What you need to do: Count the lines in the items below that contain the string "countertop", with case counting, and give only the number.

Stored items from a collection
==================================================

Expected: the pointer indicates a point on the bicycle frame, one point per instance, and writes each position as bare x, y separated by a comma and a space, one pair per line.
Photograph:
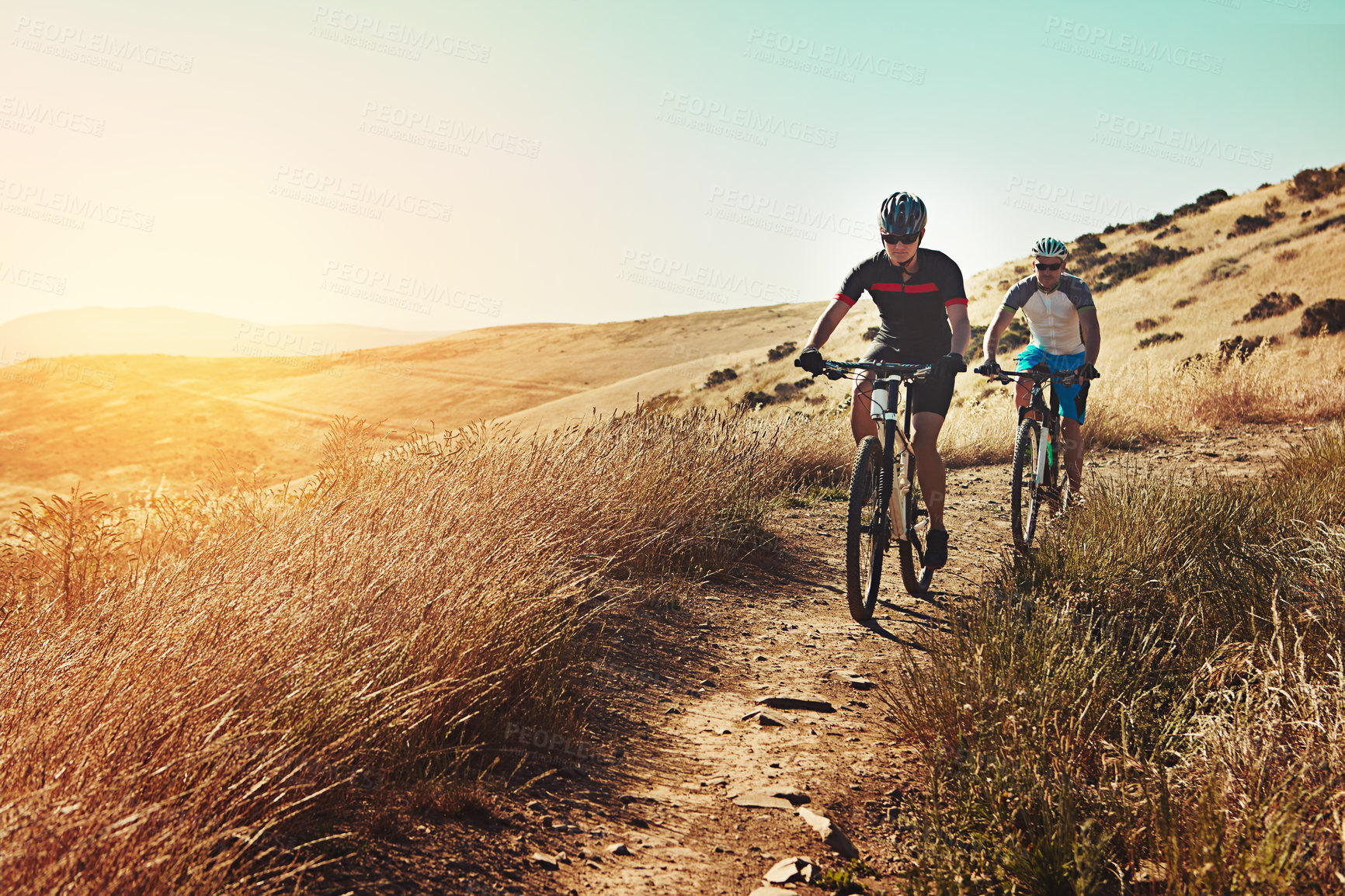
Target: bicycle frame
1037, 402
898, 453
893, 440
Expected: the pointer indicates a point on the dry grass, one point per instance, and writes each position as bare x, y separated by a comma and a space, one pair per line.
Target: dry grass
1153, 701
186, 682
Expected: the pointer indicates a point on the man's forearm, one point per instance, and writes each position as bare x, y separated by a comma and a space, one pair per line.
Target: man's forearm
961, 337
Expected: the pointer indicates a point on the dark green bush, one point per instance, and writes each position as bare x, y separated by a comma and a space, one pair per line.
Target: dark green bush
1312, 185
1144, 257
1159, 338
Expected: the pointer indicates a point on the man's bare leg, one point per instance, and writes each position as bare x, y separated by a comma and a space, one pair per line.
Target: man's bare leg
1074, 453
861, 424
930, 470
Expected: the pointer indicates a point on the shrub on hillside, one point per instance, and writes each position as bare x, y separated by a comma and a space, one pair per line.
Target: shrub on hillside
1312, 185
1325, 315
1156, 688
1271, 306
1159, 338
1249, 224
1090, 242
718, 377
1224, 269
1203, 203
1144, 257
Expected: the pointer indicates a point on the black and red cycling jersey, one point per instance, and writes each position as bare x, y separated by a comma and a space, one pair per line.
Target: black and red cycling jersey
915, 317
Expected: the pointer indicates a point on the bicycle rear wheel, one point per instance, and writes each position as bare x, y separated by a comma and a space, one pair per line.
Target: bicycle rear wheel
1025, 498
915, 575
867, 529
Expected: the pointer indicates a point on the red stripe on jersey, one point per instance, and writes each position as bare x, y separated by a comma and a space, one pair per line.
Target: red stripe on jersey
905, 287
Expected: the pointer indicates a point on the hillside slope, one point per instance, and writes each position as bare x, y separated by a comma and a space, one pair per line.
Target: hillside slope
132, 422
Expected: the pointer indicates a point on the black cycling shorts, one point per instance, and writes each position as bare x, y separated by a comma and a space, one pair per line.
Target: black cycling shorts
931, 394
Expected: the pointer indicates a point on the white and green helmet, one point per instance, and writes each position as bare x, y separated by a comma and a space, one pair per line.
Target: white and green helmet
1049, 248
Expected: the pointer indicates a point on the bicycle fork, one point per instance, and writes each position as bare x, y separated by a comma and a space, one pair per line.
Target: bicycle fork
1044, 453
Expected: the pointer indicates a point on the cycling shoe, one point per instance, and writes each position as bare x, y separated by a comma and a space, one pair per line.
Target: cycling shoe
937, 549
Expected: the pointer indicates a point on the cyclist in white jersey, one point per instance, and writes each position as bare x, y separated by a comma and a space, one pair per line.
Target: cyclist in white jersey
1064, 337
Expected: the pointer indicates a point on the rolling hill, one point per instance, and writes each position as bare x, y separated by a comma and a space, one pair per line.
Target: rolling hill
130, 422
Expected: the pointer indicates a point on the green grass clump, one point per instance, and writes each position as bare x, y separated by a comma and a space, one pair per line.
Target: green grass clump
1153, 701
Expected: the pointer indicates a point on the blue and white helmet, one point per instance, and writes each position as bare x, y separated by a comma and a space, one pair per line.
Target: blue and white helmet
1049, 248
903, 214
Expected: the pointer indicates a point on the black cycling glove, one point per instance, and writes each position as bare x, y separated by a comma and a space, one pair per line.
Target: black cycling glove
950, 365
812, 361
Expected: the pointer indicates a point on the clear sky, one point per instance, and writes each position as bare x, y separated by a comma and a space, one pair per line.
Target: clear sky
451, 165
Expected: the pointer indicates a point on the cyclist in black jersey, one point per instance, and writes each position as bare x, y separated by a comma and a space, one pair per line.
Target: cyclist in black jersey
923, 306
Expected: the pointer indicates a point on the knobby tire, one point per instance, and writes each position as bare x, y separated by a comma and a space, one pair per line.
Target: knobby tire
915, 575
865, 538
1025, 501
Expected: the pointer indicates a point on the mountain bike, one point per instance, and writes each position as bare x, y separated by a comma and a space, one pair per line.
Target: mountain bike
1038, 453
883, 466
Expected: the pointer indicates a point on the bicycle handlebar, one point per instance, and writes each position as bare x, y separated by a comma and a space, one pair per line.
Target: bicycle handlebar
837, 369
1065, 378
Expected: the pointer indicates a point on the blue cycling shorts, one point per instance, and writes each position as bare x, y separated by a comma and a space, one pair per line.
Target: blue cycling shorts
1071, 401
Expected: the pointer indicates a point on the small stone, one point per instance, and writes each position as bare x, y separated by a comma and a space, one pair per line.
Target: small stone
760, 800
812, 704
848, 677
773, 798
830, 833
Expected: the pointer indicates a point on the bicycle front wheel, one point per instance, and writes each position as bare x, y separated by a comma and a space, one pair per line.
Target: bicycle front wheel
867, 529
915, 575
1025, 498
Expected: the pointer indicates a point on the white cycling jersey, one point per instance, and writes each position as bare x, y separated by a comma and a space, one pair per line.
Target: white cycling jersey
1052, 318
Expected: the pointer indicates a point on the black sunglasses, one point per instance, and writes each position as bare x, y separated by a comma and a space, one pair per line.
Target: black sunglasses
905, 240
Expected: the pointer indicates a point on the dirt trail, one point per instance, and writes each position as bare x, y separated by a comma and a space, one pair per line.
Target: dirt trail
672, 745
782, 634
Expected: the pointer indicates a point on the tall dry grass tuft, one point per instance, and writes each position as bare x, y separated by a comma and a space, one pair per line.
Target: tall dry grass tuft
183, 684
1153, 701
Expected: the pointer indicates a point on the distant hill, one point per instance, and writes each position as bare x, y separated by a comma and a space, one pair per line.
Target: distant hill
130, 422
172, 332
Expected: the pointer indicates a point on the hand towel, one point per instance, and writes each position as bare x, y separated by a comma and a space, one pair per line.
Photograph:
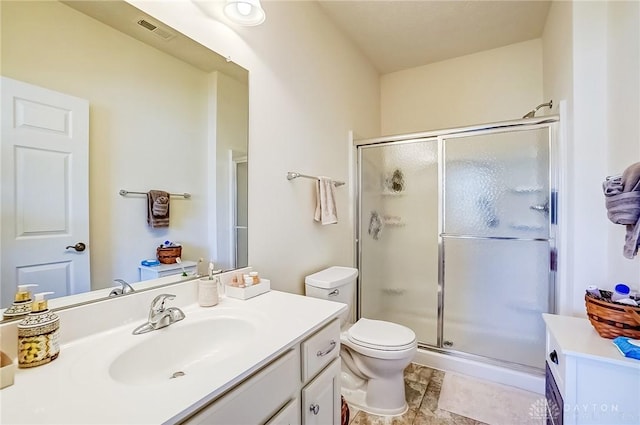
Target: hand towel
158, 208
325, 202
622, 199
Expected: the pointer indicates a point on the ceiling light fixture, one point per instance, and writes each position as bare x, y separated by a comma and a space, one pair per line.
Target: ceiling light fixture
245, 12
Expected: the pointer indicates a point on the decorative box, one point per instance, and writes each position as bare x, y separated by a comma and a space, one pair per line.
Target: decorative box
249, 291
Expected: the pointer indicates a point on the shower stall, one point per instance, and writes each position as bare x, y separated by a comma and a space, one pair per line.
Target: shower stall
456, 238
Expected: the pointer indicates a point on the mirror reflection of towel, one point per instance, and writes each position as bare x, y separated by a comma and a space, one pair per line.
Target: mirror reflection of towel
158, 208
325, 202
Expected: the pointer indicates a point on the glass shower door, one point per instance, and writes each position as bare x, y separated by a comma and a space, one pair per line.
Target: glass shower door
398, 235
496, 244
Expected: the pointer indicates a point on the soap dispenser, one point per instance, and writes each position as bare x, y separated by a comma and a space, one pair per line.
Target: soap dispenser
38, 334
21, 304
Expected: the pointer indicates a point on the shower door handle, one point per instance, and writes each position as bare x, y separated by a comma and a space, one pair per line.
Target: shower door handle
543, 208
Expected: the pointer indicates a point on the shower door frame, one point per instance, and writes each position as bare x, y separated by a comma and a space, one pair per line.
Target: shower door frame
551, 122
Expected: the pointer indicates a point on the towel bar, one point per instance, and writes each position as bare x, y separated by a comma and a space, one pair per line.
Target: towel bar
129, 192
293, 175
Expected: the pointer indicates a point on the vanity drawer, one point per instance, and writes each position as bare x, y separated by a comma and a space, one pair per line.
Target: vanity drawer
258, 398
288, 415
320, 349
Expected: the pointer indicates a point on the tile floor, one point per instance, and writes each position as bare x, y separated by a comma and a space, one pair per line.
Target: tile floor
422, 387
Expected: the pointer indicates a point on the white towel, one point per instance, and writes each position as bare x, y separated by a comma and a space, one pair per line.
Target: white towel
325, 202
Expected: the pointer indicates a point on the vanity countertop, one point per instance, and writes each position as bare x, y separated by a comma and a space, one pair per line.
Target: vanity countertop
577, 337
77, 387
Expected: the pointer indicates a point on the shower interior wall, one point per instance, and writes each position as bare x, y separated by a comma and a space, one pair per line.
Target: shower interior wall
400, 277
485, 282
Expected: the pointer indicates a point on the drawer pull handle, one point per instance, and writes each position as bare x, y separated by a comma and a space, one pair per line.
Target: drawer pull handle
321, 353
314, 408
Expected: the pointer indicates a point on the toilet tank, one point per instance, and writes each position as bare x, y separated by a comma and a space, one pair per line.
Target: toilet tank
336, 283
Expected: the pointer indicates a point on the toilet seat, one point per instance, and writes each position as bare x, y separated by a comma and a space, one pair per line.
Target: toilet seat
380, 339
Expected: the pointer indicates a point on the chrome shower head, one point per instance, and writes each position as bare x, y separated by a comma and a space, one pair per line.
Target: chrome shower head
532, 114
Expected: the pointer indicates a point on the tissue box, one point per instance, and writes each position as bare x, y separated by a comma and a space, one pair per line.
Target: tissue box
249, 291
7, 370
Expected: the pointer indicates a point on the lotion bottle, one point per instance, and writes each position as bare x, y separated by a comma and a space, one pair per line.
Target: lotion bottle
21, 303
38, 335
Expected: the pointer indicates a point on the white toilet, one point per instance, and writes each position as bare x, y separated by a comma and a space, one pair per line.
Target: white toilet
374, 353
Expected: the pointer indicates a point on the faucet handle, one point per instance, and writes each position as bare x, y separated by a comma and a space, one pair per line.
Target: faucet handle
158, 302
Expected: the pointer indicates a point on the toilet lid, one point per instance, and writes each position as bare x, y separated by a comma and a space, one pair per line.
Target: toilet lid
378, 333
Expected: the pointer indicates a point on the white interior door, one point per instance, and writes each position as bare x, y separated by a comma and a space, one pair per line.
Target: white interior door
44, 193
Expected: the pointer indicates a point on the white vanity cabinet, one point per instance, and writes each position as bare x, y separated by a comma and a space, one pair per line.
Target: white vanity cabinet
588, 381
301, 386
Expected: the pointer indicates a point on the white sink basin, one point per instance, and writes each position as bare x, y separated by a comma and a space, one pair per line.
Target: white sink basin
171, 352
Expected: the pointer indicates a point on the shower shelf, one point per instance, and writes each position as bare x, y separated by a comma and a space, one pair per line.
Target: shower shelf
528, 227
392, 220
526, 189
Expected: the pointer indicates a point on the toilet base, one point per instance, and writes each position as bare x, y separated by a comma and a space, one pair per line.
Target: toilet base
357, 398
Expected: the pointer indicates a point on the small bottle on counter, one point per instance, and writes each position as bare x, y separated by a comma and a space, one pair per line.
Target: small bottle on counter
208, 291
38, 335
255, 278
21, 304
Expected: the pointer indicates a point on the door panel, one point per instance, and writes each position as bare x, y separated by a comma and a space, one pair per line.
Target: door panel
494, 295
399, 235
497, 184
44, 193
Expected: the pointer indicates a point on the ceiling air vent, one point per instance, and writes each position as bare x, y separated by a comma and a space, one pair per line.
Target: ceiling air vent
163, 33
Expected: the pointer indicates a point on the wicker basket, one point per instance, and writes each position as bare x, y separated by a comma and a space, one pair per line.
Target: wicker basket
168, 255
611, 319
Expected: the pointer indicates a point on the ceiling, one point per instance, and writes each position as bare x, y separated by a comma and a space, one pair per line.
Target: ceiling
402, 34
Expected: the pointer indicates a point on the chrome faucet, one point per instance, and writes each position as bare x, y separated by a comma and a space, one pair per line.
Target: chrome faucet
159, 317
125, 288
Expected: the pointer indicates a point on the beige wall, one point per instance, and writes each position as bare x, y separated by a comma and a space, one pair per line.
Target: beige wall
308, 87
591, 56
148, 127
494, 85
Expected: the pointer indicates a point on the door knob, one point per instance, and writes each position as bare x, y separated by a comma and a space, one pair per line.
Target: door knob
315, 408
79, 247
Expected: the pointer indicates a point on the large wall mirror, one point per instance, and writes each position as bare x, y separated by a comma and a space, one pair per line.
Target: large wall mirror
162, 113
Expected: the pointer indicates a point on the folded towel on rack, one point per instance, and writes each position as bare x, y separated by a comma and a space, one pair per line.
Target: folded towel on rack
622, 199
158, 208
325, 202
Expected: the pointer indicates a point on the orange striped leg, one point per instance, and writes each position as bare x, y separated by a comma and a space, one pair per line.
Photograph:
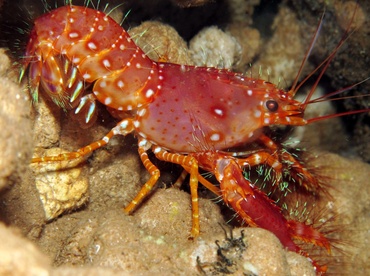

==================================================

Solved exercise: 2